The request: Render every line of the entries below as a JSON list of strings, one string per line, with blank lines omitted.
▽
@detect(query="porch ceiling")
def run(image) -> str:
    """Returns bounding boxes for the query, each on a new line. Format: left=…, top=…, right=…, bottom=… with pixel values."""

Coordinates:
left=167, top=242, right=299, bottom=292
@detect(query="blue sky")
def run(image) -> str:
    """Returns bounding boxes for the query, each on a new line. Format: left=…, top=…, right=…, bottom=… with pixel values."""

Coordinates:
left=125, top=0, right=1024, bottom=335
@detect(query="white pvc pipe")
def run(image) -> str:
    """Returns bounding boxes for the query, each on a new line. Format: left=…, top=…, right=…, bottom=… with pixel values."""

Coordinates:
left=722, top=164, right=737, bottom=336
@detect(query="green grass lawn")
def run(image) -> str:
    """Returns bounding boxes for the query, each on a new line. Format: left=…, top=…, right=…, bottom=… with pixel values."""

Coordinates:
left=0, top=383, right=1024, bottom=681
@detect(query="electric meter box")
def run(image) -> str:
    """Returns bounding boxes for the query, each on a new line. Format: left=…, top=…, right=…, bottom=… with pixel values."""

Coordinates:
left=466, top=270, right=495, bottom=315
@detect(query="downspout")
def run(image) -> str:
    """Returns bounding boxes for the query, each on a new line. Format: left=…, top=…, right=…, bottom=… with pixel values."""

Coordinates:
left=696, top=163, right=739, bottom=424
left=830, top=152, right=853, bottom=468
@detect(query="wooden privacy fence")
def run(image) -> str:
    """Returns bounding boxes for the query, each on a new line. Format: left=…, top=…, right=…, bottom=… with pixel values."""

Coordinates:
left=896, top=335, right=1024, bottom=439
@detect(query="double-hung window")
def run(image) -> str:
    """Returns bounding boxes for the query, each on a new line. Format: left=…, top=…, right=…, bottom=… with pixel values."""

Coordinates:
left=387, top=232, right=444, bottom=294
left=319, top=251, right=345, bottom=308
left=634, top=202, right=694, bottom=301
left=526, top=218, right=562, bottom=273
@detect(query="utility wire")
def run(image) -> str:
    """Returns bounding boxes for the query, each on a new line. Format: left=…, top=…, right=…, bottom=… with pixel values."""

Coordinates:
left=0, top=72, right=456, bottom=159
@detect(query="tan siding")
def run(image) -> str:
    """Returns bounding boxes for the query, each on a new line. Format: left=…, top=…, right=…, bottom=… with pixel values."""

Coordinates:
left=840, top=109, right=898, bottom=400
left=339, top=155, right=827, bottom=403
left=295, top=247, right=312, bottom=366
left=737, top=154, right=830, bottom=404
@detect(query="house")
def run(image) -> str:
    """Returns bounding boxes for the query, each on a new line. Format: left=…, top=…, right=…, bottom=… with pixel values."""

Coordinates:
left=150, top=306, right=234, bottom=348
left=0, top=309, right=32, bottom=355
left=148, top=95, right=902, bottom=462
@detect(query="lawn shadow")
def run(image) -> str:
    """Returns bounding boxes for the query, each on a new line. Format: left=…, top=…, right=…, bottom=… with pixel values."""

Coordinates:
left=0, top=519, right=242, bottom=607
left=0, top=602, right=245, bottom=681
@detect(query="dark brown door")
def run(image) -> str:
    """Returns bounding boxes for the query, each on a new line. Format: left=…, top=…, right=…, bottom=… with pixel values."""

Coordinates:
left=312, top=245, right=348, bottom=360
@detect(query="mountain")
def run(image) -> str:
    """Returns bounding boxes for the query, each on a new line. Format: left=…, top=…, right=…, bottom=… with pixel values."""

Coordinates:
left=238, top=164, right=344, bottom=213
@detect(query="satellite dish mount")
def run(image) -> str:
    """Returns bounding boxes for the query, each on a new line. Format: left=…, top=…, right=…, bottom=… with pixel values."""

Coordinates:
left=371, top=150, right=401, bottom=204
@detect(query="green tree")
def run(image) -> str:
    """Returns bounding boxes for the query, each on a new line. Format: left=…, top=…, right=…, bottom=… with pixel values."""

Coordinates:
△
Result:
[
  "@detect(query=\"porch ceiling\")",
  "def run(image) -> str:",
  "    \"\"\"Returns bounding boxes for the query, each on a new line. Format: left=…, top=…, right=…, bottom=… with pixel values.\"\"\"",
  "Coordinates:",
  "left=167, top=242, right=299, bottom=292",
  "@detect(query=\"blue sky\")",
  "def run(image) -> str:",
  "    \"\"\"Returns bounding boxes for the query, each on a new line. Format: left=…, top=…, right=…, bottom=… with pixel values.\"\"\"",
  "Coordinates:",
  "left=125, top=0, right=1024, bottom=335",
  "@detect(query=\"white pvc pipe\")",
  "def run(image) -> str:",
  "    \"\"\"Returns bounding boxes for the query, each on a new line. Format: left=…, top=…, right=…, bottom=… with pixel values.\"\"\"",
  "Coordinates:",
  "left=722, top=164, right=737, bottom=336",
  "@detect(query=\"green grass lawn\")",
  "def run(image) -> str:",
  "    \"\"\"Returns bounding boxes for the query, each on a new line. Format: left=…, top=…, right=…, bottom=… with pixel values.\"\"\"",
  "Coordinates:",
  "left=0, top=383, right=1024, bottom=681",
  "@detect(query=\"electric meter box\")",
  "def run(image) -> str:",
  "    \"\"\"Returns bounding boxes for the query, each on a new line. Format: left=…, top=…, right=…, bottom=… with pixel values.\"\"\"",
  "Coordinates:",
  "left=466, top=270, right=495, bottom=315",
  "@detect(query=\"downspout\")",
  "def run(image) -> str:",
  "    \"\"\"Returns bounding boxes for the query, each on a new line. Format: left=…, top=…, right=…, bottom=… with pixel values.\"\"\"",
  "Coordinates:",
  "left=696, top=163, right=739, bottom=424",
  "left=830, top=152, right=853, bottom=468",
  "@detect(query=\"wooden privacy fence\")",
  "def run(image) -> str:",
  "    \"\"\"Returns bounding boxes for the query, each on a new line. Format: left=…, top=…, right=…, bottom=… with pixel values.\"\"\"",
  "Coordinates:",
  "left=896, top=335, right=1024, bottom=439",
  "@detect(query=\"double-hung window\")",
  "def run(image) -> str:",
  "    \"\"\"Returns bounding boxes for the query, each on a new line. Format: left=…, top=…, right=…, bottom=… with pixel values.\"\"\"",
  "Coordinates:",
  "left=387, top=232, right=444, bottom=294",
  "left=319, top=251, right=345, bottom=308",
  "left=634, top=202, right=694, bottom=301",
  "left=526, top=218, right=562, bottom=273",
  "@detect(query=\"utility wire\")",
  "def run(image) -> str:",
  "    \"\"\"Returns bounding boxes for the query, each on a new line. Format: left=…, top=…, right=…, bottom=… with pixel values.\"\"\"",
  "Coordinates:",
  "left=0, top=72, right=456, bottom=159",
  "@detect(query=\"tan siding\")",
  "def run(image) -> str:",
  "    \"\"\"Returns bounding boxes for the query, each on a new line. Format: left=…, top=…, right=…, bottom=… with pixel values.\"\"\"",
  "Coordinates:",
  "left=840, top=109, right=898, bottom=400",
  "left=339, top=155, right=827, bottom=403",
  "left=295, top=247, right=312, bottom=366",
  "left=737, top=154, right=830, bottom=404",
  "@detect(query=\"house\")",
  "def run(image) -> str:",
  "    \"\"\"Returns bounding boxes for the query, each on a new line. Format: left=…, top=…, right=…, bottom=… with pixel values.\"\"\"",
  "Coordinates:",
  "left=150, top=306, right=234, bottom=348",
  "left=0, top=309, right=32, bottom=355",
  "left=148, top=95, right=902, bottom=462",
  "@detect(query=\"lawn shadow\")",
  "def run(image) -> str:",
  "    \"\"\"Returns bounding boxes for the query, each on a new line. Format: left=…, top=…, right=…, bottom=… with pixel values.\"\"\"",
  "Coordinates:",
  "left=0, top=519, right=242, bottom=607",
  "left=0, top=602, right=245, bottom=681",
  "@detect(query=\"dark brown door\")",
  "def run(image) -> str:",
  "    \"\"\"Returns bounding boxes for the query, each on a new line. Format: left=…, top=…, right=…, bottom=… with pixel values.\"\"\"",
  "Coordinates:",
  "left=312, top=245, right=348, bottom=360",
  "@detect(query=\"mountain\")",
  "def run(image) -> str:",
  "    \"\"\"Returns bounding boxes for the query, each on a new line. Format: left=…, top=…, right=…, bottom=… with pixel values.\"\"\"",
  "Coordinates:",
  "left=238, top=164, right=344, bottom=213",
  "@detect(query=\"satellite dish mount\")",
  "def run(image) -> str:",
  "    \"\"\"Returns bounding boxes for the query, each on a new line. Format: left=…, top=…, right=…, bottom=… with pixel values.\"\"\"",
  "Coordinates:",
  "left=371, top=150, right=401, bottom=204",
  "@detect(query=\"green tree\")",
  "def run(image) -> str:",
  "    \"\"\"Returns bounding boxes for the query, each on a new line. Format: left=…, top=…, right=…, bottom=… with pixel values.\"\"\"",
  "Coordinates:"
]